▶ What to do: Further down, rewrite only the lines starting with the line containing "of the utility" and going on through the line containing "column 1, row 134", changing "utility pole" to "power pole" and leaving everything else as it is.

------

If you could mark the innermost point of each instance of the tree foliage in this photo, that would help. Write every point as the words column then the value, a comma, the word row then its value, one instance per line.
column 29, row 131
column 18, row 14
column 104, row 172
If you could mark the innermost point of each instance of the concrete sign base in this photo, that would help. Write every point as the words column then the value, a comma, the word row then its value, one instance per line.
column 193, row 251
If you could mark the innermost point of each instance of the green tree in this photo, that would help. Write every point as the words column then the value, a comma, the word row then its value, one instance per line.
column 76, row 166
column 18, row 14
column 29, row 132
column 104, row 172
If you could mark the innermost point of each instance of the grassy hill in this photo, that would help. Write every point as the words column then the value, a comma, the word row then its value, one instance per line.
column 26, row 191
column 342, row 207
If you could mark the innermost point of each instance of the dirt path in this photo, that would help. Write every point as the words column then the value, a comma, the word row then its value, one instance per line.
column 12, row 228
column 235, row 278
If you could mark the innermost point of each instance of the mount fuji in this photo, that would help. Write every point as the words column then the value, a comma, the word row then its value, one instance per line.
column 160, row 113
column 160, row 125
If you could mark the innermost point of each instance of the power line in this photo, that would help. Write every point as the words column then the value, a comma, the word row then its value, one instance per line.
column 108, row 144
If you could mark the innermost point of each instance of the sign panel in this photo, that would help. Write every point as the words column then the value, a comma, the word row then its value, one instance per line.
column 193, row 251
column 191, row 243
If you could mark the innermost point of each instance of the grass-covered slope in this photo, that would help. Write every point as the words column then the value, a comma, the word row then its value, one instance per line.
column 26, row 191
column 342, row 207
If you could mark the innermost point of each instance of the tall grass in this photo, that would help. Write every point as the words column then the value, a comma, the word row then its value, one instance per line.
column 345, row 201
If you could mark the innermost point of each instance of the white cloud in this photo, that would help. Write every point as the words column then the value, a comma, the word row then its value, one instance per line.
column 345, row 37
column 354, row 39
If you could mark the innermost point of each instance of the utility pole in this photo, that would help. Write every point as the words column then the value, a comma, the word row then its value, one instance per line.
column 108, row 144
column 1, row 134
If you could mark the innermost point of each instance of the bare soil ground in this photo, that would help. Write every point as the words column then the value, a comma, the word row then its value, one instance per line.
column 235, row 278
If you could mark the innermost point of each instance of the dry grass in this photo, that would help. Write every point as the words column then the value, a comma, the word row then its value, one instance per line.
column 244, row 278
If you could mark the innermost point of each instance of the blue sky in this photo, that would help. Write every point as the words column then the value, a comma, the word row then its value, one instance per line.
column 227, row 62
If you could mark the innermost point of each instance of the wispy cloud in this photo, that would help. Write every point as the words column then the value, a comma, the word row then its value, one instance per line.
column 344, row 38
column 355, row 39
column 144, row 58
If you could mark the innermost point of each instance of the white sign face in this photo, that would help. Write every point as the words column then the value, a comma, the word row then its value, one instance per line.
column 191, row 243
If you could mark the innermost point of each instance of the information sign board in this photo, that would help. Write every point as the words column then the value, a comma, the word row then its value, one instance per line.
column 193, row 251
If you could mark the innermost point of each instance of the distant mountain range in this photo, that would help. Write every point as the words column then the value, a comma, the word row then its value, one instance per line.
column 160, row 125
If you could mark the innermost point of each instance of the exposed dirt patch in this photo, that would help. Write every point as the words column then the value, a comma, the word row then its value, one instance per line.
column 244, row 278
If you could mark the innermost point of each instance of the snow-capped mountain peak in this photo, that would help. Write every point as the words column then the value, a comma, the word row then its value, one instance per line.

------

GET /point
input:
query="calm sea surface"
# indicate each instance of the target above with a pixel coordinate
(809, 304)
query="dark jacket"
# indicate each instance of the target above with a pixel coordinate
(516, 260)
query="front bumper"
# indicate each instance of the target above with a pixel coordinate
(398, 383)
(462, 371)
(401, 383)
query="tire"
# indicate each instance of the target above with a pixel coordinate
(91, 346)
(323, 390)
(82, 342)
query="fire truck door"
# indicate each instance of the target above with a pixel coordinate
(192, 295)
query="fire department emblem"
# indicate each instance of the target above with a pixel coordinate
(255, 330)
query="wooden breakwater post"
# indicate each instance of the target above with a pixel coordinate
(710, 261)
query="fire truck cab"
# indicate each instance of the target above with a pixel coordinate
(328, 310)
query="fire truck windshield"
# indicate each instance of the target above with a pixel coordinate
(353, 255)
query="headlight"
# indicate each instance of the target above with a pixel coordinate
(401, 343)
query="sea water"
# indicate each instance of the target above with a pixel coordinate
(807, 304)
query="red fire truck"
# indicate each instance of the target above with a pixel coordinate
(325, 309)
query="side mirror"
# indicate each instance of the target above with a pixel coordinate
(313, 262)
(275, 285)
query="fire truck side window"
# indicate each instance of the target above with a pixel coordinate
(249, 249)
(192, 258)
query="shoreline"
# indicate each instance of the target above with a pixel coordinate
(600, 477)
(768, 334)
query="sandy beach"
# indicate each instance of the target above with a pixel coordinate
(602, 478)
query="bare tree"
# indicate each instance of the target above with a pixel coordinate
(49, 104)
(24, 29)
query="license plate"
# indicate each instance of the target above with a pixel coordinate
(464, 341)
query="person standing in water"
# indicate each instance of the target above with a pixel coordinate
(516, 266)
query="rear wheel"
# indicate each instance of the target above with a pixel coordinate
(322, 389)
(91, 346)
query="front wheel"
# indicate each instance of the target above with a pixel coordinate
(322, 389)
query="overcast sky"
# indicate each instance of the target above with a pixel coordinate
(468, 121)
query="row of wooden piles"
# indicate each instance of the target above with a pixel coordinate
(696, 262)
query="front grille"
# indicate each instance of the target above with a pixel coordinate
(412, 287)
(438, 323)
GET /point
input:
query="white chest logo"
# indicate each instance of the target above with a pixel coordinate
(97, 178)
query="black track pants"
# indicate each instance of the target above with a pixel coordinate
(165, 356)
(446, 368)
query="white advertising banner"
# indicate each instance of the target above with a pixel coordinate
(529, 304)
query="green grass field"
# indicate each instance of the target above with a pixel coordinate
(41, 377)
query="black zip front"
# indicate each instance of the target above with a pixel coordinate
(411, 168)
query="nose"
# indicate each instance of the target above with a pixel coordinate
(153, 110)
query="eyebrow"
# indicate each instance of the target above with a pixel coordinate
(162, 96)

------

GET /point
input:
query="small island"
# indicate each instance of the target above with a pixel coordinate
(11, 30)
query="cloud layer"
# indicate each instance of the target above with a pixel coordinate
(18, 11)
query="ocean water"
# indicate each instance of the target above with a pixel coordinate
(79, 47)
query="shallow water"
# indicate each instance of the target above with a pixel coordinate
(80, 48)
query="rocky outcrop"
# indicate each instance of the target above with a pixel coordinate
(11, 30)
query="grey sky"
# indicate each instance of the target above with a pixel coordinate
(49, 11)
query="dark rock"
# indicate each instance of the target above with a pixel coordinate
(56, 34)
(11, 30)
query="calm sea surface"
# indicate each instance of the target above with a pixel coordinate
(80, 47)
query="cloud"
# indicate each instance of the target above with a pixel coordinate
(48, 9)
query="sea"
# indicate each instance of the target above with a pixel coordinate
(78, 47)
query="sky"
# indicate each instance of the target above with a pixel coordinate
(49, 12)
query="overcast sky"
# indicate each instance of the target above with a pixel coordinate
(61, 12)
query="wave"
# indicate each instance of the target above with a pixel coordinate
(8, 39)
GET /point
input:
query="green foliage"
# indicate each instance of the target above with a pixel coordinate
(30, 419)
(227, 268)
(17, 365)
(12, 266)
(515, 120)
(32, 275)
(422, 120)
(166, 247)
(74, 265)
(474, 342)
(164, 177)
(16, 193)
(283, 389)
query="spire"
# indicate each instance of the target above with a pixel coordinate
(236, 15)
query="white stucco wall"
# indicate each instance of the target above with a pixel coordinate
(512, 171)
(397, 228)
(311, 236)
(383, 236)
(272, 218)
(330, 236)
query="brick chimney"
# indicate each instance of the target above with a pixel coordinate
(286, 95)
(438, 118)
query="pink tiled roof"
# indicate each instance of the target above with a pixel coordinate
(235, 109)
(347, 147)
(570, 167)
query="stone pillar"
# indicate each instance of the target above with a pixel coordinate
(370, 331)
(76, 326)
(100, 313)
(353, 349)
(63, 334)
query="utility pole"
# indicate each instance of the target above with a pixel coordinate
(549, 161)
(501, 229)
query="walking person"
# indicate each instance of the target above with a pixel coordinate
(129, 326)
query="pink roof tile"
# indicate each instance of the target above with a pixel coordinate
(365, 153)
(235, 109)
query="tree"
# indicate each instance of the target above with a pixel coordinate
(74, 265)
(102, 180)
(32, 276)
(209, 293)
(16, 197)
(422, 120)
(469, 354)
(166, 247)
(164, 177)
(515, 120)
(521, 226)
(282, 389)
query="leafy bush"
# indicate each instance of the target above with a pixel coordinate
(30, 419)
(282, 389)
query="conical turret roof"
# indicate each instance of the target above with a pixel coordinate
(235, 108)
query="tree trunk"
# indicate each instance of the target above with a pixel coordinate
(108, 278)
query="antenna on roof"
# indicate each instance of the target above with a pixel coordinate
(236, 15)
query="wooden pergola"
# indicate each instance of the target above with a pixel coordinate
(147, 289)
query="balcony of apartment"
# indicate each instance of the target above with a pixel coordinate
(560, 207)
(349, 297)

------

▶ Result below:
If you could mark the innermost point of each instance of the power pole in this photo, that would help. Write every point as the words column then the value, a comma, the word row then its value, one instance per line.
column 108, row 144
column 1, row 134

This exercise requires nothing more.